Quoted passage below:

California-based Gilead said it now expects 2019 sales of $21.6 billion to $22.1 billion in 2019, up from its prior forecast of $21.3 billion to $21.8 billion.
The biotechnology company said second-quarter adjusted earnings were $1.82 per share, beating the average analyst estimate by 10 cents, according to IBES data from Refinitiv.
"Gilead's results were very solid. They raised guidance by 300 million bucks," said Jefferies analyst Michael Yee.
"Biktarvy was strong," Yee said of Gilead's new HIV treatment. "The one really interesting surprise was that the hepatitis C business beat again by $100 million and was up sequentially."
Sales of HIV drugs, which accounted for about 71% of total sales, rose to $4.04 billion from $3.67 billion a year ago, driven by $1.12 billion in sales of Biktarvy.
Hepatitis C drug sales fell to $842 million from $1.0 billion, but still beat the $714 million forecast by analysts.
Many patients have been cured of the liver-damaging virus and rival products, particularly from AbbVie, have captured market share from a shrinking patient pool.

End of Quoted passage.
Stored data below:

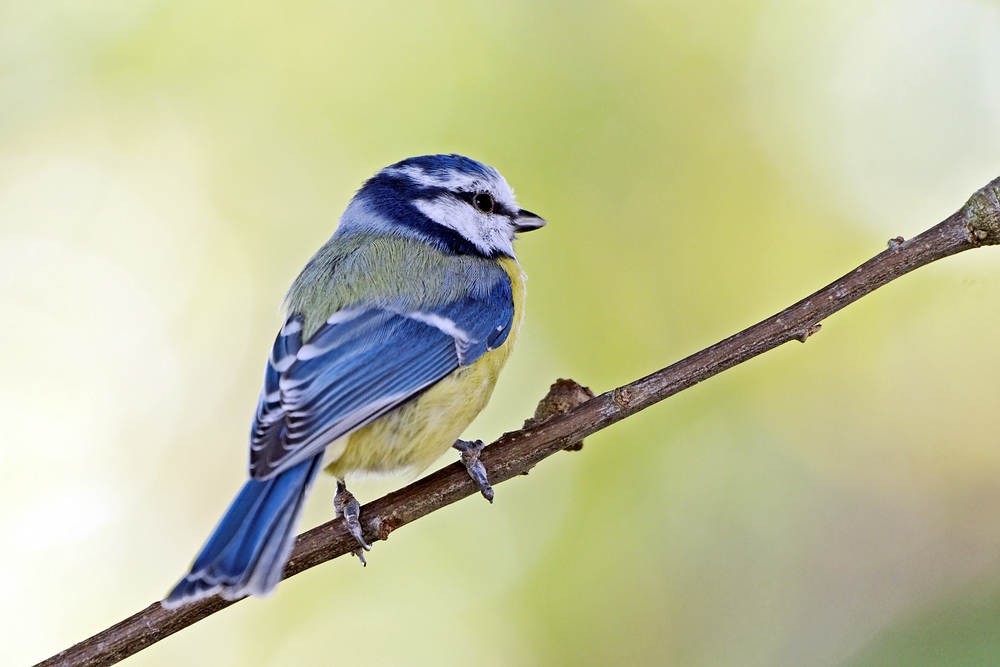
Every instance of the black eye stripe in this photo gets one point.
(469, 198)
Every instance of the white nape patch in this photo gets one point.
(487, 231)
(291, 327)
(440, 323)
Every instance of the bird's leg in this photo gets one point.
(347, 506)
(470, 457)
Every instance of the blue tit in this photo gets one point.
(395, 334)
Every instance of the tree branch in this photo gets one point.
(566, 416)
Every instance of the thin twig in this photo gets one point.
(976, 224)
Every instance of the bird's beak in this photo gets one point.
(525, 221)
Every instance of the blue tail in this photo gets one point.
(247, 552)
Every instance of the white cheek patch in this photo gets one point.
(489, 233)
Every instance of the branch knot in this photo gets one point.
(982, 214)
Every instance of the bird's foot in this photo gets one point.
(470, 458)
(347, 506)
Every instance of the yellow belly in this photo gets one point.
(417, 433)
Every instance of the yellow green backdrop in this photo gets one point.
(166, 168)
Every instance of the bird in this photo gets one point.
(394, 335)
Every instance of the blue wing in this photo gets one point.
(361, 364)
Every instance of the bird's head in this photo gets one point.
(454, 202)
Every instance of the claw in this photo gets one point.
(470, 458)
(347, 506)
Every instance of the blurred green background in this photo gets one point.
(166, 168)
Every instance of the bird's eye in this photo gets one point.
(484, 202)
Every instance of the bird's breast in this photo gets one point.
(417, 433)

End of Stored data.
Stored data below:

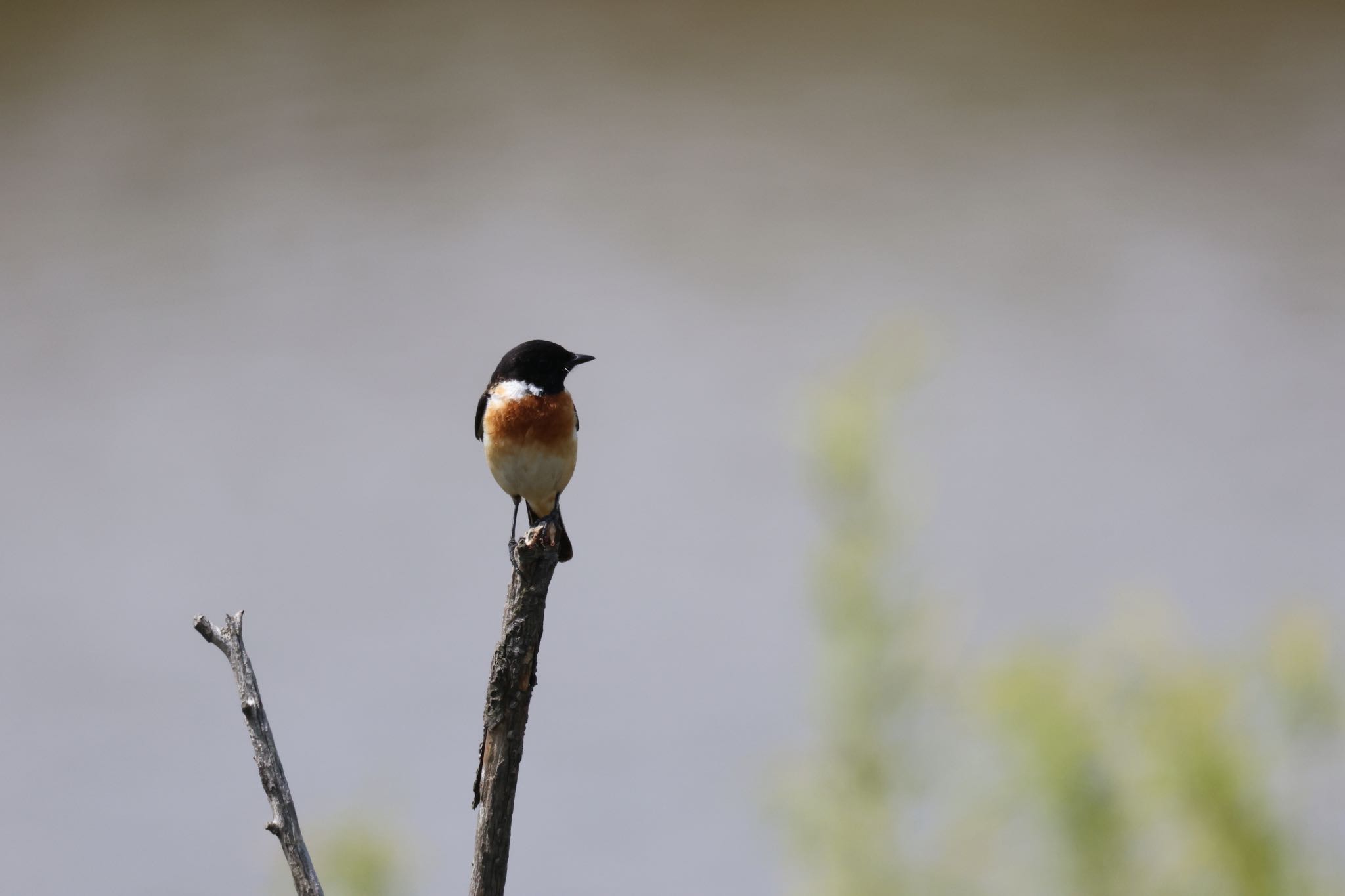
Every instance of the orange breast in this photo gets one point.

End of Stored data.

### Work task:
Can you carry on the report on Gilead's second-quarter results, starting right after its last sentence?

### Answer to the exercise:
Total revenue for the quarter rose slightly to $5.69 billion from $5.65 billion, topping analysts' estimate $5.53 billion.
The company is expanding into other therapeutic areas under Chief Executive Officer Daniel O'Day, a Roche veteran who took charge in March. The new CEO has made strengthening Gilead's drug development pipeline, both internally and through acquisitions or partnerships, his first priority.
Gilead earlier this month announced a $5.1 billion investment in European biotech Galapagos NV, deepening a partnership that gives the company access to fibrosis and arthritis treatments.
Gilead Sciences shares were down 13 cents at $66.96 in after hours trading.